**TASK OBJECTIVE:**
Set out as a numbered list everything from the line containing "bbox: monkey orchid flower" down to the line containing "(144, 129), (252, 150)", both ends included. Skip blank lines, and leave the pictures out.

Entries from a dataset
-- start --

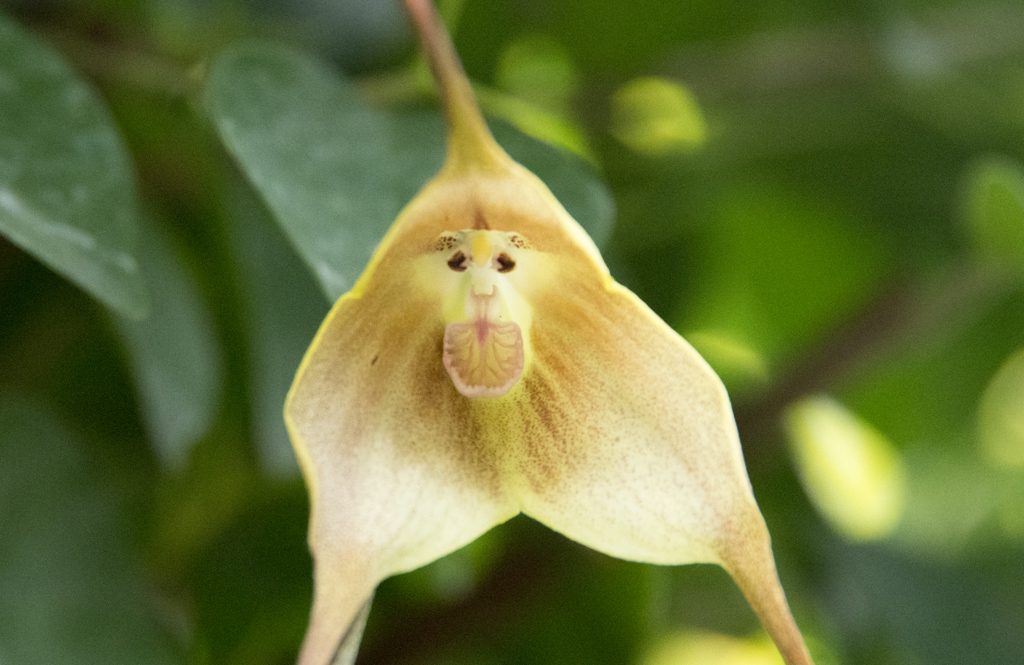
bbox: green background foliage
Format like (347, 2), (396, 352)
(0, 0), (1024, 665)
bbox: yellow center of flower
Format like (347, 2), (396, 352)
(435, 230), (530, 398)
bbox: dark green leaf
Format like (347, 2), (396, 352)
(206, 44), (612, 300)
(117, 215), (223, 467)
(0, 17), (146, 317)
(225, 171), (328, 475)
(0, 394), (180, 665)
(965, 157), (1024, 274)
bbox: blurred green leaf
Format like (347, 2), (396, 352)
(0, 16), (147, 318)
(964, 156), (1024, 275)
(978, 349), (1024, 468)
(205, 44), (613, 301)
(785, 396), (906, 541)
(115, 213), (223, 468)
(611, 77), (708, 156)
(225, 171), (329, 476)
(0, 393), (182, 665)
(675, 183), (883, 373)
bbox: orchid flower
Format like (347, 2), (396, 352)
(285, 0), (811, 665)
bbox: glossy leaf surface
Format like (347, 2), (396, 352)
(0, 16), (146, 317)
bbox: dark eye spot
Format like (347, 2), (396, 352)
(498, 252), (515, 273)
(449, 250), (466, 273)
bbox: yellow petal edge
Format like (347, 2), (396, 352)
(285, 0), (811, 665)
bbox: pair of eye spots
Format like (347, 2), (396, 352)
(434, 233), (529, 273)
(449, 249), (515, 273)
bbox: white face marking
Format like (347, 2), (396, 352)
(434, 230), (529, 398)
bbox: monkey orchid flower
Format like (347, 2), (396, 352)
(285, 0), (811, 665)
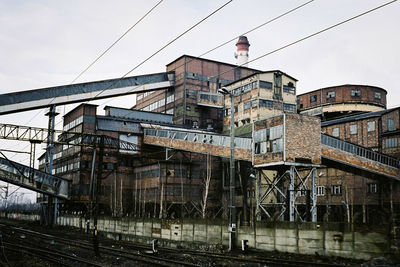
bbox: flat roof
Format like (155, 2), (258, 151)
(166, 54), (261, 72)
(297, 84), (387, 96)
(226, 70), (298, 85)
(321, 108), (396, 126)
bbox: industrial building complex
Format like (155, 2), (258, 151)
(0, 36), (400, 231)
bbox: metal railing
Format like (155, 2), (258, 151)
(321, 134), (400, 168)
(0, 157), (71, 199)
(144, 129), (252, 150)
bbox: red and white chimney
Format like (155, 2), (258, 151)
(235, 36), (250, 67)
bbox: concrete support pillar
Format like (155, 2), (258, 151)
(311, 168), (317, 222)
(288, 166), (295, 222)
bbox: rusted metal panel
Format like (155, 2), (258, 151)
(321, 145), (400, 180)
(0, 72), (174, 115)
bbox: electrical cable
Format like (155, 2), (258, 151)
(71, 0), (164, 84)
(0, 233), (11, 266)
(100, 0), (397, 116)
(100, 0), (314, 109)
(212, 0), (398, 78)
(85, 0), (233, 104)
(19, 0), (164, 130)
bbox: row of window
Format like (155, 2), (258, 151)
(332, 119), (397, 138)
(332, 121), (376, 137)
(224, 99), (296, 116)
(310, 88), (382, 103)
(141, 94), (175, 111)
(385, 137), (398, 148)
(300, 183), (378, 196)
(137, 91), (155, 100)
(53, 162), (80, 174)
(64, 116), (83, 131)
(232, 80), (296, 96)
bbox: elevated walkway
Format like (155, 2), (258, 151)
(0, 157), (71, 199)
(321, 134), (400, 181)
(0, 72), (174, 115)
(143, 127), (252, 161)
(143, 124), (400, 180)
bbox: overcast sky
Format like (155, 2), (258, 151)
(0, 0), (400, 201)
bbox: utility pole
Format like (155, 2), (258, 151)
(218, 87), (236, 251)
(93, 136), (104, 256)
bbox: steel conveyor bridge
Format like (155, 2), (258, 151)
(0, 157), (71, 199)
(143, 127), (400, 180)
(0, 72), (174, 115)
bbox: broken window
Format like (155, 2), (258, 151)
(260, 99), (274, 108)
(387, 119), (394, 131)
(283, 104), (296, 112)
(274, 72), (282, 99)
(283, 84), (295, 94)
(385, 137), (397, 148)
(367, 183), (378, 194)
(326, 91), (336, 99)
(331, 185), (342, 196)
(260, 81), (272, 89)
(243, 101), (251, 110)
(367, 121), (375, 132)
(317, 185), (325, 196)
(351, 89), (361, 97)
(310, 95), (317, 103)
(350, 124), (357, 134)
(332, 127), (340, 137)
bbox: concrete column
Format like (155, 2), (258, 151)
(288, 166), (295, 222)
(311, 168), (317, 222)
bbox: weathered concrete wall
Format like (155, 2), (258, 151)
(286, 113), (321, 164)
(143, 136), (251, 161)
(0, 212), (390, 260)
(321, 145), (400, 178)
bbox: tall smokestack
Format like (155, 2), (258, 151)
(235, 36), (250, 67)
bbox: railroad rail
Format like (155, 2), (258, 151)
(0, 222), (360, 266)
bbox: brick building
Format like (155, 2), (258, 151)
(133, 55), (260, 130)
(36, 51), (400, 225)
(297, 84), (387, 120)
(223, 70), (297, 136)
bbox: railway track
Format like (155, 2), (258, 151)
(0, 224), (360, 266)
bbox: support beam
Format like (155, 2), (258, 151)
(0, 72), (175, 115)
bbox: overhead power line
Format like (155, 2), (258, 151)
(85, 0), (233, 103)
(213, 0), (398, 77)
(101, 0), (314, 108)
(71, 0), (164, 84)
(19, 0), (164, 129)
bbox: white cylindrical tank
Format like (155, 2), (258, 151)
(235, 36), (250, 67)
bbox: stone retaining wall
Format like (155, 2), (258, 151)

-- end --
-- start --

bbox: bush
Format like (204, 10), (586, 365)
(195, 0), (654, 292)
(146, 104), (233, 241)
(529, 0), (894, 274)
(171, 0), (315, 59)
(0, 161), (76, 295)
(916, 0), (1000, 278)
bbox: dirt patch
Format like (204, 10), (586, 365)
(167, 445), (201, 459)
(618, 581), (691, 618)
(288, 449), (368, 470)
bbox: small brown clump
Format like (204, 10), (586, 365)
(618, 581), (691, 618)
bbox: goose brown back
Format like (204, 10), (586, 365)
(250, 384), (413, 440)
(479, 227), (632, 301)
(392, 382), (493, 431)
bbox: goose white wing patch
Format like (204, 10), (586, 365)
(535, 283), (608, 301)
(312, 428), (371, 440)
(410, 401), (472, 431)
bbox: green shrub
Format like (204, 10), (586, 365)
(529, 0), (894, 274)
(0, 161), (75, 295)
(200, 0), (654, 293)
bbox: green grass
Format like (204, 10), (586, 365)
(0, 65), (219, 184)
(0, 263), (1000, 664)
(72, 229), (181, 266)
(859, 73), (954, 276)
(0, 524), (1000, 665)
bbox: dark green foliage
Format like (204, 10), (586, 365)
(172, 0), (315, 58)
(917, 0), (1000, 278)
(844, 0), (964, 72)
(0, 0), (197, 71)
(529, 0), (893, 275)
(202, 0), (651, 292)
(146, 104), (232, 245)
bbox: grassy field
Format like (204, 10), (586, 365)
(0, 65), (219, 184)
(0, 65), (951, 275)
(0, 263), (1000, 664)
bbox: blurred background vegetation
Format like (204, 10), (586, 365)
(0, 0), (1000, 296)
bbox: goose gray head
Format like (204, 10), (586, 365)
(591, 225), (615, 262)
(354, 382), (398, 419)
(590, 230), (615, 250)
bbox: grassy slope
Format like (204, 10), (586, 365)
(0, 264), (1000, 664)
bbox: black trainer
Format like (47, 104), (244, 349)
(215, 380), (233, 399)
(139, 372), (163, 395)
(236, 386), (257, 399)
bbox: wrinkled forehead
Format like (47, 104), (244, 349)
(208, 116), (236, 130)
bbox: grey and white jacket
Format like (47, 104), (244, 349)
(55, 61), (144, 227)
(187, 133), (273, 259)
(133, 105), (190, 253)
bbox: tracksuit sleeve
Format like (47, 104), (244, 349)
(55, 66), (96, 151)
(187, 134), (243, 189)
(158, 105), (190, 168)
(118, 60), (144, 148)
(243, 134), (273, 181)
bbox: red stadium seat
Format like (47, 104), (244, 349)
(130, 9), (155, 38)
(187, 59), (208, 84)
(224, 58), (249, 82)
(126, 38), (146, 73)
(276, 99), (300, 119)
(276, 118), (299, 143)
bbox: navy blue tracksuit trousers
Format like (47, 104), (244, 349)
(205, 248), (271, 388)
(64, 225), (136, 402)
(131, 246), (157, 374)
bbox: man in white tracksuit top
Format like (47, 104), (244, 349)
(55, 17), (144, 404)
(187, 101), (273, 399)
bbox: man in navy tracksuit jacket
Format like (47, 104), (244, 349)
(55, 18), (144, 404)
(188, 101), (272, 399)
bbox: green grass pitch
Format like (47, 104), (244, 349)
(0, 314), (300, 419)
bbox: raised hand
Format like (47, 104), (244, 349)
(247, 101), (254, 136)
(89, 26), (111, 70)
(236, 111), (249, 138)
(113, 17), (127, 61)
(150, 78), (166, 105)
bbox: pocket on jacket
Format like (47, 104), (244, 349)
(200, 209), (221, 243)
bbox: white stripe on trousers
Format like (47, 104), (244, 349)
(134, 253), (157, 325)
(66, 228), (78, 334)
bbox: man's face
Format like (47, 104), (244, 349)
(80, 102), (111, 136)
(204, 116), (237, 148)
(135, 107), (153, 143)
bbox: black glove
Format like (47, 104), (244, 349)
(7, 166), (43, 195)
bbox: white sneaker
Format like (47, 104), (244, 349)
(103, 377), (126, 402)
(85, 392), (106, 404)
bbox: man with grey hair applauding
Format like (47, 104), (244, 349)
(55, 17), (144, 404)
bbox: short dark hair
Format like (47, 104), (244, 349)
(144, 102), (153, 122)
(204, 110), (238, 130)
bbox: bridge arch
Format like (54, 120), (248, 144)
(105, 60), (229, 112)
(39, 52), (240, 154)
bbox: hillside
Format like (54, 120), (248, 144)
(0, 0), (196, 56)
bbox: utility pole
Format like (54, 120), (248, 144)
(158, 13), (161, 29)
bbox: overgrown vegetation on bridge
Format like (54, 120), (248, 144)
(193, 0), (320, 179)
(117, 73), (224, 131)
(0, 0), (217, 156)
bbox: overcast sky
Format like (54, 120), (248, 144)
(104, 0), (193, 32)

-- end --
-- start --

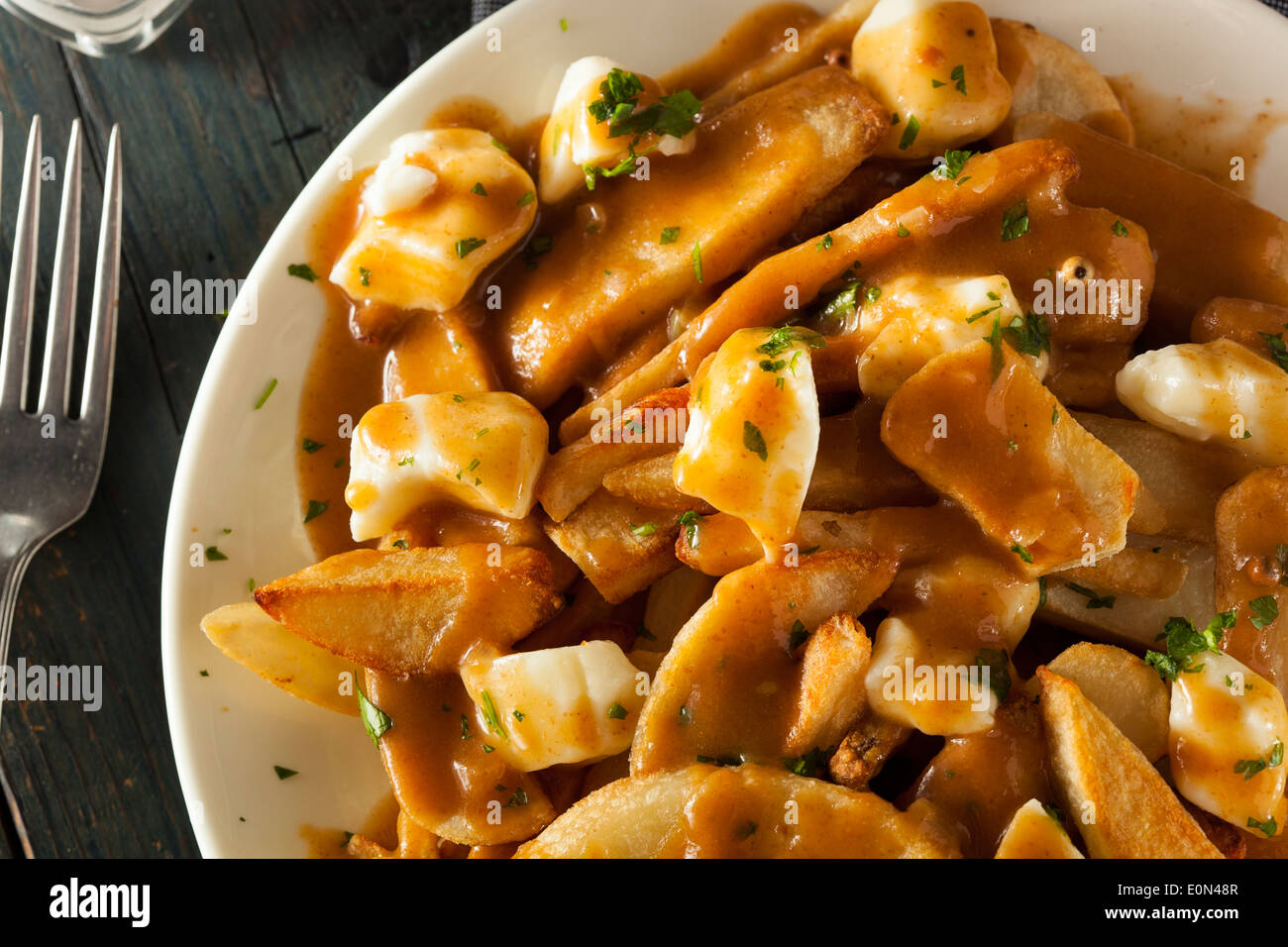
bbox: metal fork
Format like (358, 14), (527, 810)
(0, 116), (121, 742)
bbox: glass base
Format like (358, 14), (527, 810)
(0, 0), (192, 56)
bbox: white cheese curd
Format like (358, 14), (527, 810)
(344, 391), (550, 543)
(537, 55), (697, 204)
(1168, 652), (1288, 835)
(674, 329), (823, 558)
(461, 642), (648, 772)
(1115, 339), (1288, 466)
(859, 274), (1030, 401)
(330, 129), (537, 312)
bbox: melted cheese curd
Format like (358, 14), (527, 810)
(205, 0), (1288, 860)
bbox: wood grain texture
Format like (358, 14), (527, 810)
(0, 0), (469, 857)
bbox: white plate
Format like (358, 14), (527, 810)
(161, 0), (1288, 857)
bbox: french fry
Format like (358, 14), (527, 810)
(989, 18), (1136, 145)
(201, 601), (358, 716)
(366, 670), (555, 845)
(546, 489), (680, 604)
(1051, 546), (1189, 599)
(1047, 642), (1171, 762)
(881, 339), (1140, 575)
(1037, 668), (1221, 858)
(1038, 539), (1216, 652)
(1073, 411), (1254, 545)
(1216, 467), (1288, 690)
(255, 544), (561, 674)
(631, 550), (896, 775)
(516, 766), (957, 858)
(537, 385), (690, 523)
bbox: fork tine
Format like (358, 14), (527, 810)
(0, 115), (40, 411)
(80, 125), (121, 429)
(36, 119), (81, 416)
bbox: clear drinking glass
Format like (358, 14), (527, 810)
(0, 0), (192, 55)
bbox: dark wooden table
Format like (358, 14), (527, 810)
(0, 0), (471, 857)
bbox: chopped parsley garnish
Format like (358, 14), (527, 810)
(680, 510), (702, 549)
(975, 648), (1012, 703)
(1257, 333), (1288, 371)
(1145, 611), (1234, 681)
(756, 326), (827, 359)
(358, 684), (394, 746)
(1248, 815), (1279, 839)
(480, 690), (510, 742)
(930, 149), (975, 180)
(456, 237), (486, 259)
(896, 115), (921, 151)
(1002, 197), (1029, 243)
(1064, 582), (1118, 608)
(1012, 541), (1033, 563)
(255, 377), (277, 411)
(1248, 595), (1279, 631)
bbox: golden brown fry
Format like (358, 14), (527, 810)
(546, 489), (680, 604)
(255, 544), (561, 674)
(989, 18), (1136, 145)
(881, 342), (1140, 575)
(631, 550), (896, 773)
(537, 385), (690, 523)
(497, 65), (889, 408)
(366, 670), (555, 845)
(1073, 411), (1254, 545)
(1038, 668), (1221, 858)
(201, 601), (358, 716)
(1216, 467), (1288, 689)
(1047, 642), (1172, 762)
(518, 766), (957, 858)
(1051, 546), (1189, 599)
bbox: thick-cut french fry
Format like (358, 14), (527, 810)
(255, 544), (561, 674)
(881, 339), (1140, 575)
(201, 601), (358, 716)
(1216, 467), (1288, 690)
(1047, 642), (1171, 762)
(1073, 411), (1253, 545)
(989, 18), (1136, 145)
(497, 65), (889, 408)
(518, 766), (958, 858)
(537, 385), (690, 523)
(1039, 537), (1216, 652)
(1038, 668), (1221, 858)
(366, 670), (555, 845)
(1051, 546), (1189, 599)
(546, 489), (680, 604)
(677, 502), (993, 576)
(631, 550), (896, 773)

-- end --

**TASK RESULT:**
1. bbox: monkey orchid flower
2. Format like (347, 2), (396, 352)
3. (285, 0), (811, 665)
4. bbox: flat roof
5. Format like (155, 2), (258, 151)
6. (166, 54), (261, 72)
7. (297, 84), (387, 96)
8. (226, 70), (298, 85)
9. (321, 108), (396, 126)
10. bbox: industrial building complex
11. Format like (155, 2), (258, 151)
12. (0, 36), (400, 231)
13. bbox: metal railing
14. Format like (155, 2), (258, 151)
15. (321, 134), (400, 168)
16. (0, 157), (71, 199)
17. (144, 129), (252, 150)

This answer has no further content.